## [WORK TO BE COMPLETED]
Everything from the line containing "Identify one keypoint" through the last line of the data below should be given again exactly, both end lines included and nothing more.

## [PROVIDED INFORMATION]

-=-=-=-=-

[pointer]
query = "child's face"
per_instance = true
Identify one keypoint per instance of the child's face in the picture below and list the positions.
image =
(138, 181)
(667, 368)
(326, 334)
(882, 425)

-=-=-=-=-

## [REPLY]
Identify one keypoint per instance of the child's face in the picture below and list the positions.
image =
(138, 181)
(667, 368)
(326, 334)
(882, 425)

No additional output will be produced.